**題目說明:**
從下方那篇根柱材料與齒槽骨高度研究摘要的最後一句之後，接著續寫下去。

**閱讀節選:**
根管治療後的牙齒會受到牙根狀態、根柱種類與設計的影響。現有根柱材料，包括金屬與非金屬材質。其中非金屬纖維根柱，彈性係數與牙本質較相近，可將力量平均傳導於牙根中。另外多篇研究報告也指出，齒槽骨高度會對根管治療牙齒的預後造成影響。本篇研究目的，是探討不同的根柱材料應用於不同齒槽骨高度牙齒經循環壓力測試前後，牙冠與牙齒密合度的影響及破裂的強度與形式。
研究中測試玻璃根柱Parapost® Fiber Lux，鈦金屬根柱Parapost XT 配合樹脂冠心與鑄造式根柱冠心等三種材料。以兩種包埋高度來模擬齒槽骨喪失的情況。收集60顆單根牙根的牙齒分為六組，經根管治療後依組別置入三種不同根柱冠心系統，並裝置金屬牙冠。牙根包覆矽膠模擬牙周韌帶，以壓克力樹脂包埋至牙冠邊緣6 mm與2 mm模擬齒槽骨喪失或正常。以CCD記錄牙齒於100N壓力下的位移，並以數位影像相關系統(DIC)計算位移量。牙齒再進行溫度壓力循環(3000次5℃~60℃溫度循環，3000次10N~100N壓力循環)，於溫壓循環前後以電子顯微鏡觀察牙套邊緣密合度。最後施予15°斜向力直到牙冠或是牙根發生破壞為止，並記錄下破壞強度與模式。
研究結果顯示，受壓側(顎側咬頭)位移量比頰側來的顯著，而齒槽骨喪失的牙齒位移量也較大。正常齒槽骨高度下，使用纖維根柱復形的牙齒產生較明顯的彎曲現象。使用鑄造式金屬根柱冠心的牙套，其邊緣密合度下降量會比纖維與鈦金屬根柱來的少。比較頰舌處的邊緣密貼度可發現頰側的邊緣密貼度下降量比顎側處明顯。破壞強度方面，使用根柱冠心與金屬牙套復形的牙齒強度較正常牙齒高；相同齒槽骨高度下使用纖維根柱復形牙齒的強度，比鈦金屬與鑄造金屬根柱復形牙齒的強度來的差。齒槽骨高度的改變也會影響破壞強度，除了鑄造根柱沒有顯著差異之外，纖維根柱與鈦金屬都有明顯差異。破壞形式上，自然牙多半破壞於牙冠處。齒槽骨高度正常時，金屬牙套多會產生鬆脫並造成牙根斷裂，纖維根柱復形的破壞中九成是可修復性的，相對於鈦金屬與鑄造金屬根柱，則各只有七成與六成是可修復的。齒槽骨高度降低時，幾乎所有的牙齒都會發生不可修復性的破壞。

**提供資料:**
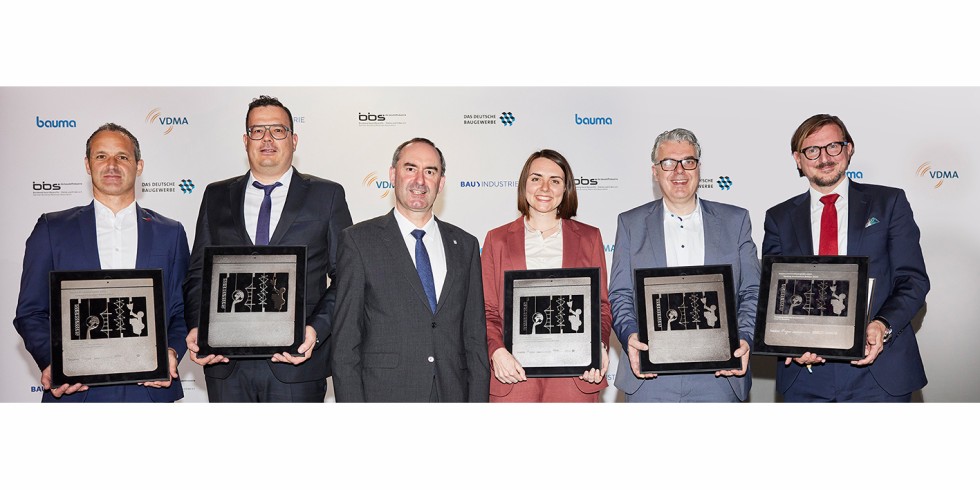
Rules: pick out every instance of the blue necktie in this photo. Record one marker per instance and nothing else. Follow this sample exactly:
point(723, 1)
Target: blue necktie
point(265, 212)
point(424, 267)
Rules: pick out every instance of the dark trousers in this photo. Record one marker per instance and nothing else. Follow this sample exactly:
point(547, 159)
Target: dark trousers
point(838, 381)
point(252, 381)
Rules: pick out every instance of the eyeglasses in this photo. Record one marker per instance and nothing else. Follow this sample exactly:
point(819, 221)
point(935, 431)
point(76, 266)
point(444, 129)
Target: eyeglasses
point(278, 131)
point(833, 149)
point(669, 164)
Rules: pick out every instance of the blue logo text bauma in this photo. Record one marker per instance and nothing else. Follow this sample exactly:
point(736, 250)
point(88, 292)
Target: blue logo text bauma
point(593, 121)
point(54, 123)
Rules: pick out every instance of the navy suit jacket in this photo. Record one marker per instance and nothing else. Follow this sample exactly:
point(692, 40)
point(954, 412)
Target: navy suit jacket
point(881, 227)
point(640, 245)
point(313, 216)
point(67, 240)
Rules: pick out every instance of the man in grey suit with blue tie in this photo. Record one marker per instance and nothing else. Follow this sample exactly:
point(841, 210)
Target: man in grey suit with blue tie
point(682, 230)
point(409, 324)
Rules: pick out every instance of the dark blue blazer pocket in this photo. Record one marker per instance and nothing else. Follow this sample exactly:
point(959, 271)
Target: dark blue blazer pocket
point(381, 360)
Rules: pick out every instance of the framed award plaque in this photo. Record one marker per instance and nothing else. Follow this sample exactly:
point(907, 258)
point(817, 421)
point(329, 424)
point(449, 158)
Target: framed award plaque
point(108, 327)
point(687, 317)
point(252, 301)
point(815, 303)
point(552, 322)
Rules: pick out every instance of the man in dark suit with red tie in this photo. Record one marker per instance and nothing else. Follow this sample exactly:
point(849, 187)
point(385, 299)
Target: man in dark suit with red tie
point(272, 204)
point(839, 217)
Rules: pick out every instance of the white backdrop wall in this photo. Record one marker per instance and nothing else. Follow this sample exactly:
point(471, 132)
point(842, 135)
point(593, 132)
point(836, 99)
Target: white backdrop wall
point(919, 139)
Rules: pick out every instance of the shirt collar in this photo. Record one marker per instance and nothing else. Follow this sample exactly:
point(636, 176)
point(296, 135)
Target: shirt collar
point(841, 190)
point(407, 227)
point(284, 180)
point(104, 210)
point(671, 216)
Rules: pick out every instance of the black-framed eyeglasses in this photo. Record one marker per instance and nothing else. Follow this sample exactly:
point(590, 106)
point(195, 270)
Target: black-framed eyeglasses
point(833, 149)
point(278, 131)
point(669, 164)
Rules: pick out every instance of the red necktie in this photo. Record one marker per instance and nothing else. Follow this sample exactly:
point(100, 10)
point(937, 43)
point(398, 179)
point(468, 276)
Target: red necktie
point(828, 225)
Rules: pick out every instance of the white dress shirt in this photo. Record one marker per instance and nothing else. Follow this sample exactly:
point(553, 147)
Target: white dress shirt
point(541, 252)
point(433, 245)
point(684, 237)
point(816, 211)
point(117, 236)
point(253, 201)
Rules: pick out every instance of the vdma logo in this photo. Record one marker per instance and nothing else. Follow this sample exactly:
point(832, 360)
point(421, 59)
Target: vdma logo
point(168, 122)
point(939, 176)
point(372, 180)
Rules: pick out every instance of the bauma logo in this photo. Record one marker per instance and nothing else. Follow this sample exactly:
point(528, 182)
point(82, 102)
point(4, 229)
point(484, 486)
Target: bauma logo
point(54, 123)
point(372, 180)
point(168, 122)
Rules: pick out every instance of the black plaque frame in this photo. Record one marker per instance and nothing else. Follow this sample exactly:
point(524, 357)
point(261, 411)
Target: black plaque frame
point(698, 346)
point(223, 328)
point(787, 326)
point(554, 284)
point(131, 348)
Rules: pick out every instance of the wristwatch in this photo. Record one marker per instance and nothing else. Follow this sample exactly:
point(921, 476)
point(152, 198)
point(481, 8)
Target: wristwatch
point(888, 329)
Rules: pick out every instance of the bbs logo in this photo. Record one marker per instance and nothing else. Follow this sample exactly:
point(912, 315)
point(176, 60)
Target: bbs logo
point(44, 186)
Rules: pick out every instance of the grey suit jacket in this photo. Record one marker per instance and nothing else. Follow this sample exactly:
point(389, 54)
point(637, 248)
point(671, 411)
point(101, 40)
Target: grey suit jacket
point(640, 244)
point(387, 344)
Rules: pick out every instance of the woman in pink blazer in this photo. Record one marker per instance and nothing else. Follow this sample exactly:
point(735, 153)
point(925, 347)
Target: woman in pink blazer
point(544, 237)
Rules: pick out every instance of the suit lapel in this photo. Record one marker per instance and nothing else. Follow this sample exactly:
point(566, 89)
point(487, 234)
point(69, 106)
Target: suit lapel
point(454, 262)
point(89, 234)
point(800, 217)
point(401, 259)
point(858, 213)
point(144, 237)
point(514, 248)
point(236, 203)
point(655, 232)
point(713, 228)
point(571, 243)
point(295, 199)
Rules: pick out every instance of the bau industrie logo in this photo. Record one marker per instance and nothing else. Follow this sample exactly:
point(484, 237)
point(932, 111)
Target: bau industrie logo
point(372, 181)
point(938, 176)
point(167, 122)
point(505, 118)
point(54, 123)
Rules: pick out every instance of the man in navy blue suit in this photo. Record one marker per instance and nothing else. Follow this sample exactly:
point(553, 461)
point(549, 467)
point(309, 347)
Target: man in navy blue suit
point(272, 204)
point(111, 232)
point(838, 216)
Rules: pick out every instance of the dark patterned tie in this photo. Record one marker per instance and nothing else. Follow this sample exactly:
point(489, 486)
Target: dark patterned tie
point(828, 225)
point(424, 267)
point(265, 212)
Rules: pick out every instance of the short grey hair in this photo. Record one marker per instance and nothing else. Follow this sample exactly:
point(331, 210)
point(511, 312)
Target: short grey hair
point(679, 134)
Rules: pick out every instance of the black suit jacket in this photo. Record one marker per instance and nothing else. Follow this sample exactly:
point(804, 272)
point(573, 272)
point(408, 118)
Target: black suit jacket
point(388, 346)
point(313, 216)
point(67, 240)
point(880, 226)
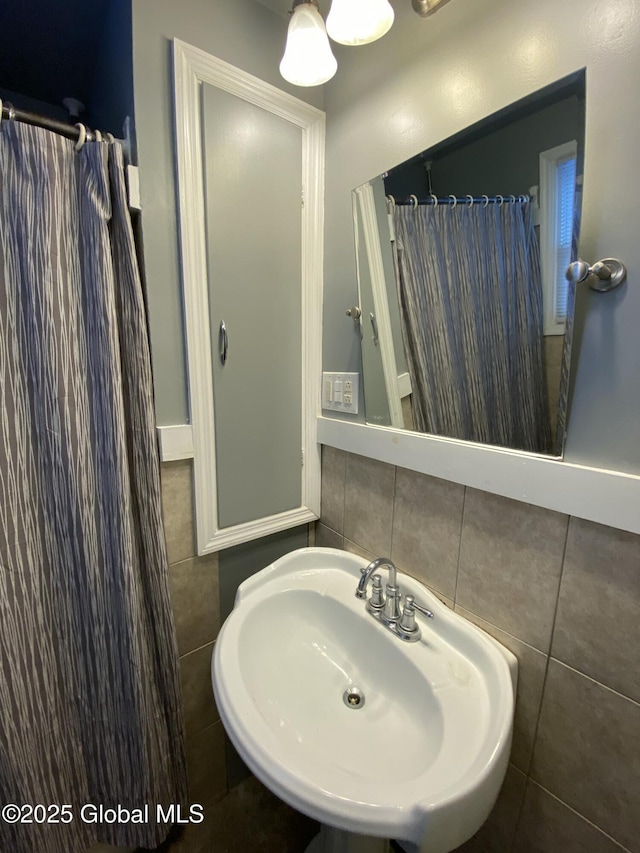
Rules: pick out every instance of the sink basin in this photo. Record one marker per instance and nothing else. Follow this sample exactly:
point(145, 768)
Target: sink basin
point(349, 724)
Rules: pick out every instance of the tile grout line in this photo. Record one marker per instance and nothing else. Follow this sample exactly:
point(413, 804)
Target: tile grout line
point(623, 849)
point(393, 510)
point(512, 846)
point(464, 505)
point(546, 670)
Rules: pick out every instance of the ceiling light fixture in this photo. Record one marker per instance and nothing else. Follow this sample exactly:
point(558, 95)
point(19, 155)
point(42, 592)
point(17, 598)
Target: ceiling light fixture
point(355, 22)
point(427, 7)
point(308, 59)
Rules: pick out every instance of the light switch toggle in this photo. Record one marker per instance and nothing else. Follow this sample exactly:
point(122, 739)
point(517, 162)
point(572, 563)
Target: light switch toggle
point(340, 392)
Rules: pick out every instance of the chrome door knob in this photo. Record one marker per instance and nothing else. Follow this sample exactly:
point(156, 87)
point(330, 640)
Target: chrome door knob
point(603, 276)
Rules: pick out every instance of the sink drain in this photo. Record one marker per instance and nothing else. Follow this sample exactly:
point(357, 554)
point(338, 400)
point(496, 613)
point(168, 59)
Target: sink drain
point(353, 698)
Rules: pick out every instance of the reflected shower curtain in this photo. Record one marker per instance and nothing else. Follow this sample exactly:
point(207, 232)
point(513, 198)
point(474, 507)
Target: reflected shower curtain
point(470, 297)
point(90, 709)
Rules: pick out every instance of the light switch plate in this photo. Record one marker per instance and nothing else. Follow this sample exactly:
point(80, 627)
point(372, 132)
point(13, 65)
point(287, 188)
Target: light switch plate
point(340, 392)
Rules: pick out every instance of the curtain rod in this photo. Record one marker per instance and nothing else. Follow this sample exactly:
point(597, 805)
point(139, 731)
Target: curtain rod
point(484, 200)
point(69, 130)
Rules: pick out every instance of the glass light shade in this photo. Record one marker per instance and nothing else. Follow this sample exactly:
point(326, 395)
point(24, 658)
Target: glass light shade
point(359, 21)
point(307, 60)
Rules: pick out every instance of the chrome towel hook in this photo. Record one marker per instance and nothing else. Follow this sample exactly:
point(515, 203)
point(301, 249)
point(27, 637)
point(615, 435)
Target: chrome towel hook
point(224, 342)
point(603, 276)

**作答結果:**
根據本篇的研究結果顯示，齒槽骨喪失的牙齒整體位移量較為明顯。齒槽骨正常時，若以纖維根柱復形，其彎曲變形現象會比金屬根柱明顯。對於根管治療後的牙齒更應該用根柱冠心外加牙套加以保護。根管治療後的牙齒在正常齒槽骨高度時，建議以纖維根柱復形，以避免不可修復性的破壞產生。但是在齒槽骨高度喪失的情況下，不管使用哪一種根柱皆易造成不可修復性破壞，則建議以強度較高的鑄造式根柱來復形。

The survival of endodontically treated teeth depends on the apical status, tooth destruction, occlusal loading conditions, types and designs of posts. Current posts can be classified as cast posts, prefabricated metal posts and non-metal posts. Fiber posts exhibited elastic modulus similar to dentin, thus they were considered to distribute the force evenly in the restored tooth. In another aspect, previous studies reported that alveolar bone loss may lead to an increased risk for root fracture. The purpose of this study was to compare the crown fitness and fracture resistance of teeth restored with different posts and under the different alveolar bone conditions.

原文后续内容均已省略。